10th Mayor of the City of Washington, D.C.
- In office June 14, 1830 – June 9, 1834
- Preceded by: Joseph Gales Jr.
- Succeeded by: William A. Bradley

Member of the U.S. House of Representatives from New York's 6th district
- In office October 6, 1801 – January 17, 1803
- Preceded by: John Bird
- Succeeded by: Isaac Bloom

Personal details
- Born: Johannes Petrus Van Ness November 4, 1769 Ghent, Province of New York, British America
- Died: March 7, 1846 (aged 76) Washington, D.C., U.S.
- Resting place: Oak Hill Cemetery Washington, D.C., U.S.
- Party: Democratic-Republican
- Spouse: Marcia Burns ​ ​(m. 1802; died 1832)​
- Relations: William Van Ness (brother) Cornelius Van Ness (brother)
- Parent(s): Peter Van Ness Elbertje Hogeboom
- Education: Washington Seminary; Columbia College;

Military service
- Allegiance: United States
- Branch/service: District of Columbia Militia
- Years of service: 1802-1814
- Rank: Major General
- Commands: 1st Legion, D.C. Militia D.C. Militia
- Battles/wars: War of 1812 Battle of Bladensburg; Burning of Washington; ;

= John Peter Van Ness =

American politician

Johannes Petrus "John Peter" Van Ness (November 4, 1769 - March 7, 1846) was an American politician who served as a U.S. representative from New York from 1801 to 1803 and Mayor of Washington, D.C. from 1830 to 1834.

==Early life==
Van Ness was born in Ghent in the Province of New York on November 4, 1769. He was the son of Elbertje Hogeboom (1743–1806) and Judge Peter Van Ness (1734–1804) and was a member of an old Dutch family. His father was an officer during the American Revolution and a New York politician, who owned land and a brick mansion in Columbia County. Martin Van Buren later bought much of the land and the mansion became Van Buren's home Lindenwald. The 1790 census shows that Peter Van Ness had 10 enslaved people in the household.

_AVAILABLE DATA_.

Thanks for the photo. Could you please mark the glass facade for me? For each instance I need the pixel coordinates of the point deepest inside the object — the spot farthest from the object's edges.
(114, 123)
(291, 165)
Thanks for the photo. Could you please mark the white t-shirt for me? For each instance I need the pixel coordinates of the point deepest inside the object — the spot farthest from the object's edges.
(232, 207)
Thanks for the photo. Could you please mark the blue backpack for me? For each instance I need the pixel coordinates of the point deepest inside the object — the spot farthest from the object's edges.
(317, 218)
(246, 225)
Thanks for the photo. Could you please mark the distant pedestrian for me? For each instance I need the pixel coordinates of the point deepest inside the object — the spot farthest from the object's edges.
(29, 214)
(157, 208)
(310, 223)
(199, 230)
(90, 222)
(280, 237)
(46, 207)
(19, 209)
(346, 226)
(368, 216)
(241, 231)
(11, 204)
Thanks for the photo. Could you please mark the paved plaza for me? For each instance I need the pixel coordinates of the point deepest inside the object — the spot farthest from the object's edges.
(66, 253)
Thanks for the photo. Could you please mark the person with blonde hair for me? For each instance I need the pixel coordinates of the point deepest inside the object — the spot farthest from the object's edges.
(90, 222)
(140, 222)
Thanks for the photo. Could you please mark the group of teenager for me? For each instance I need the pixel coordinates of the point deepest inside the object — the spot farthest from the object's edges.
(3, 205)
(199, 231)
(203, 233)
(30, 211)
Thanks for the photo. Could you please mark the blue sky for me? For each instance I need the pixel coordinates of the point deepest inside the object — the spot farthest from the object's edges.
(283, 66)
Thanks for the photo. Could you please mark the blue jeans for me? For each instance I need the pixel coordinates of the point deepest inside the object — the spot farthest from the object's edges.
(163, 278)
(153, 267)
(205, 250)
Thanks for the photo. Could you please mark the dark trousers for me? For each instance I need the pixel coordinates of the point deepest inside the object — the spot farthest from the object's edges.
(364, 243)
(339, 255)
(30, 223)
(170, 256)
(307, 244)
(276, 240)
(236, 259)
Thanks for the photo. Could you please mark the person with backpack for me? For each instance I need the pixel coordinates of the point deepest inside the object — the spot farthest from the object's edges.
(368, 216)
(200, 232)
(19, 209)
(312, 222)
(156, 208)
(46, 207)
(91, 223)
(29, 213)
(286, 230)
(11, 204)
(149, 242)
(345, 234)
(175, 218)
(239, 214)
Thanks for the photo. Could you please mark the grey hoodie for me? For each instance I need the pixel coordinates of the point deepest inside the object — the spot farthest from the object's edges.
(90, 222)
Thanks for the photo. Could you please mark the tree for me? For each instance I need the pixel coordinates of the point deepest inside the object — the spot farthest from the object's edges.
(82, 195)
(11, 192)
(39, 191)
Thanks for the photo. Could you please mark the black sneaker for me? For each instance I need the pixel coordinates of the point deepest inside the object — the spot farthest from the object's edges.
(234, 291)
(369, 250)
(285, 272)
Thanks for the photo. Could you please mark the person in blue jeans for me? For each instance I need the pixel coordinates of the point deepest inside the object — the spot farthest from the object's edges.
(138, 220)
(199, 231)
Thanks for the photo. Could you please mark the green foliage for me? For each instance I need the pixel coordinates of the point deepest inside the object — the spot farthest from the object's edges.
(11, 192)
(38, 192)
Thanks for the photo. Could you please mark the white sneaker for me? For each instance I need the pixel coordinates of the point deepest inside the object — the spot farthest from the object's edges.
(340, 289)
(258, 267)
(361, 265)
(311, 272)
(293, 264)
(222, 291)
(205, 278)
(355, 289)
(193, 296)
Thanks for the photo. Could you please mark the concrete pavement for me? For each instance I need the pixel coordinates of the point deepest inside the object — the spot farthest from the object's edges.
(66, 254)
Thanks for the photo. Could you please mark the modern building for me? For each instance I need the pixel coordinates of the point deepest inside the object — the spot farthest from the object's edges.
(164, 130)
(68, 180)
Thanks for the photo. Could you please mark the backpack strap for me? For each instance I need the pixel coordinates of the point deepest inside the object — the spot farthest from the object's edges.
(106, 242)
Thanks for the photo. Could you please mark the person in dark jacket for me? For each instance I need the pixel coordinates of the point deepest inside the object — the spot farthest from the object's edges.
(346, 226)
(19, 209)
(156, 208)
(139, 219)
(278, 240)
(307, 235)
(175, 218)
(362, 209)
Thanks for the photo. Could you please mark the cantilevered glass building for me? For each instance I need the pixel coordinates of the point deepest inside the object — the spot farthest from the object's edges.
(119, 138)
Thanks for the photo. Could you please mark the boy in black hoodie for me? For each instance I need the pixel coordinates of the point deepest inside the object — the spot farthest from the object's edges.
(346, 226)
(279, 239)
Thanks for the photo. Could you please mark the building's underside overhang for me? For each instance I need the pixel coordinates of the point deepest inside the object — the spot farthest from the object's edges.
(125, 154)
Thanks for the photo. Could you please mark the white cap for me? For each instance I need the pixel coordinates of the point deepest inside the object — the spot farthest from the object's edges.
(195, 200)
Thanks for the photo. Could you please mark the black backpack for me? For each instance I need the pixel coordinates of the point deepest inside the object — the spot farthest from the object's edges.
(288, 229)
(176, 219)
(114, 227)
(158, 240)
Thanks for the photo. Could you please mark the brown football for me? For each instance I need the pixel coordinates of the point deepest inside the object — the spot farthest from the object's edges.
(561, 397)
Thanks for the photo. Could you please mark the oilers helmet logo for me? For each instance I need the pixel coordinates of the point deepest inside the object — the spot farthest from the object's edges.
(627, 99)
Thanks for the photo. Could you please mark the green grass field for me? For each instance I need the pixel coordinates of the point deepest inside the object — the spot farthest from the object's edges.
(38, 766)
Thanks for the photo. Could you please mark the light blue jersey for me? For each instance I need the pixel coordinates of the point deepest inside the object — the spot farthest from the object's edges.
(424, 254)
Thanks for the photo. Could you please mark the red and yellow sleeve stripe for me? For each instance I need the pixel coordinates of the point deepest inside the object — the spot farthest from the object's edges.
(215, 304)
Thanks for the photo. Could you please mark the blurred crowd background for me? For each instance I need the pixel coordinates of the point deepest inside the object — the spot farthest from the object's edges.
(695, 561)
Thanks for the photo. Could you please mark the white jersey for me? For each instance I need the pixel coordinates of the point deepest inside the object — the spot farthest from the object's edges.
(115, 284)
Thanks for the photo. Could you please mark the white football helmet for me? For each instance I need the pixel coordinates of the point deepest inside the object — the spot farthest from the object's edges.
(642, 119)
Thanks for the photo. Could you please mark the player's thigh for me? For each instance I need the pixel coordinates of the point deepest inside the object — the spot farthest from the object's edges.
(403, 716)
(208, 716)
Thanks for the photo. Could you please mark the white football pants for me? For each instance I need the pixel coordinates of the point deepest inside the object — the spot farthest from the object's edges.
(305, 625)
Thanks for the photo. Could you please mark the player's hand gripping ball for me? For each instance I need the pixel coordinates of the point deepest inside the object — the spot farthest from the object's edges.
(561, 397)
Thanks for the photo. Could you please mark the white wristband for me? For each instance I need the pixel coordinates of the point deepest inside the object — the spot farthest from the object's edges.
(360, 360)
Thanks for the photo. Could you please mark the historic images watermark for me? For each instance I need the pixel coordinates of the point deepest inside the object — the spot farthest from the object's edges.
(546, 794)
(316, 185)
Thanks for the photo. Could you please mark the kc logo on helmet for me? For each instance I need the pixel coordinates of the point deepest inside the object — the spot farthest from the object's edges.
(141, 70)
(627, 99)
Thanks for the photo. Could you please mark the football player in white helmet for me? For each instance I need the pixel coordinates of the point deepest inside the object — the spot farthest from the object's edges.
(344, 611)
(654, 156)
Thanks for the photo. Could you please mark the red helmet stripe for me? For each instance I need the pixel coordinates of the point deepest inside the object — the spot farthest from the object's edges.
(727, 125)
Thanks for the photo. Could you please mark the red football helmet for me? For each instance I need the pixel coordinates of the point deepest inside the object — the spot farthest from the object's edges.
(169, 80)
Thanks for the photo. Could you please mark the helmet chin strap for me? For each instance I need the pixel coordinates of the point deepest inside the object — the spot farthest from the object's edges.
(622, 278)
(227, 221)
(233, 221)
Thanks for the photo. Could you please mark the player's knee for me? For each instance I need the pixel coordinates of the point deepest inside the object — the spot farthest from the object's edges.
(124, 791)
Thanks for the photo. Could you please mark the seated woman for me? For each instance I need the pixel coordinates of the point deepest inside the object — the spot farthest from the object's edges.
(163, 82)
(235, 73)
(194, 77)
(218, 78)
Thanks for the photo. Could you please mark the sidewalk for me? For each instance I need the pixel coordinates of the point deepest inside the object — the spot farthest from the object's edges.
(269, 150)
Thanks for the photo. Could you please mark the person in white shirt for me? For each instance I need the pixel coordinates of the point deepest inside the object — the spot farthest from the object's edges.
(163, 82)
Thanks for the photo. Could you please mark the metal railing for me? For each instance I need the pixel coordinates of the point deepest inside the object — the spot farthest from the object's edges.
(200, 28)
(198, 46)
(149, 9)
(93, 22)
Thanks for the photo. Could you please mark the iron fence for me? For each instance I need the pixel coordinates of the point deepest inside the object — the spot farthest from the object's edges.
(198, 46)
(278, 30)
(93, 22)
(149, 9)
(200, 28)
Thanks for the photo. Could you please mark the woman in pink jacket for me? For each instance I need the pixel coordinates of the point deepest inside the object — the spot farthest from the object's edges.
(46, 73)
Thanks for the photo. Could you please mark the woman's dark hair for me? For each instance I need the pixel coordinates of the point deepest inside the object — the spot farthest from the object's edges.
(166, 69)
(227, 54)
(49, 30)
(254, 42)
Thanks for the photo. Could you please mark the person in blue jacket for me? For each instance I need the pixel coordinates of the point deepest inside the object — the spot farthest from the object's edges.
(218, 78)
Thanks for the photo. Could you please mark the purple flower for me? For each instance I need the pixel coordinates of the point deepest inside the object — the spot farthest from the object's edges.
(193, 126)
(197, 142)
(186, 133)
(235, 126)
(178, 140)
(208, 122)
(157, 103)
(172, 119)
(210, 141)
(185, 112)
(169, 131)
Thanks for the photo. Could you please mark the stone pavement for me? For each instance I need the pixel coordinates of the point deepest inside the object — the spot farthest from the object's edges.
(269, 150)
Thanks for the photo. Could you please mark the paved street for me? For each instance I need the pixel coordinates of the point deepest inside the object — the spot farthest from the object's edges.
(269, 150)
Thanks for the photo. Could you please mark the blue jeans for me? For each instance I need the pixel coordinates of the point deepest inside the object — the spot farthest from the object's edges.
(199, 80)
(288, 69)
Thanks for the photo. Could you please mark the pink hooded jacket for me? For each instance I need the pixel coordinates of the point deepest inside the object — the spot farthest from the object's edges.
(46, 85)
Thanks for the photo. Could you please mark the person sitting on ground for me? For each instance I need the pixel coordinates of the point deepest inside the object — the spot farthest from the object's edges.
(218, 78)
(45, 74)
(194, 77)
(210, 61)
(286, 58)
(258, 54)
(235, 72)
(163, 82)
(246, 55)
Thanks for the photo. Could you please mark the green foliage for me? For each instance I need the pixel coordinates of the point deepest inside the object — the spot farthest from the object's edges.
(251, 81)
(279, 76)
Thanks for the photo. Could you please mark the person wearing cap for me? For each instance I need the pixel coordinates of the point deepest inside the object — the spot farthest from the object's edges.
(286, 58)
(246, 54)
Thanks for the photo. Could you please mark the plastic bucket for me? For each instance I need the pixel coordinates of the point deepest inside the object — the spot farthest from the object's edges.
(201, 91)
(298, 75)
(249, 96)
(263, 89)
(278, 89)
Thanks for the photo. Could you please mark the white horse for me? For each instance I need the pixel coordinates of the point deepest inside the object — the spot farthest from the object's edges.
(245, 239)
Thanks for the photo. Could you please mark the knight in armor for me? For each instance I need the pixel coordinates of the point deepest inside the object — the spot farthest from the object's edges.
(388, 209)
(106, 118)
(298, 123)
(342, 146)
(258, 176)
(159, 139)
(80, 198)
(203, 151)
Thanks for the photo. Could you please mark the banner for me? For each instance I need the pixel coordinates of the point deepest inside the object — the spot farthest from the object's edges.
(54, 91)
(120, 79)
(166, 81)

_TASK TO COMPLETE_. Extend the biography of John Peter Van Ness, picking up right after its last sentence.

_RESULT_.
John Peter was the older brother of William P. Van Ness (1778–1826), a federal judge, and Cornelius P. Van Ness (1782–1852), an Ambassador to Spain and Governor of Vermont.

He completed preparatory studies at Washington Seminary and attended Columbia College in New York City. He studied law and was admitted to the bar, but never practiced.

==Career==

Van Ness was elected as a Democratic-Republican to New York's 6th congressional district for the 7th United States Congress to fill the vacancy caused by the resignation of John Bird and took his seat on October 6, 1801. In April 1802, he was defeated for re-election by Federalist Henry W. Livingston.

On January 17, 1803, Van Ness's seat was declared vacant, because in 1802 he had been appointed by President Thomas Jefferson as a major in the District of Columbia militia and under the U.S. Constitution no member of Congress could hold another federal office. He then made Washington his home and was president of the second council in 1803. He was promoted to the rank of lieutenant colonel commandant of the first legion of militia in 1805, brigadier general in 1811, and major general in 1813. From 1811 to 1814, he served as the second Commanding General of the District of Columbia National Guard. Van Ness took part in the War of 1812; when British ships conducted reconnaissance of the Potomac River in May 1814, he activated members of the militia's cavalry units to observe the British and provide report of their activities. He also recommended keeping members of the militia on federal active duty so they could respond to a British attack if necessary, but John Armstrong Jr., the Secretary of War, declined. In the period leading up to the August 1814 Battle of Bladensburg and subsequent Burning of Washington, Van Ness was prevented from serving in active field command because he would have outranked William H. Winder, who had been assigned as the overall U.S. commander. President James Madison directed Armstrong to assign Van Ness to a suitable alternate position, but Armstrong did not do so. Instead, Van Ness took the initiative to organize a group of volunteers who dug trenches for U.S. forces prior to the Bladensburg fight.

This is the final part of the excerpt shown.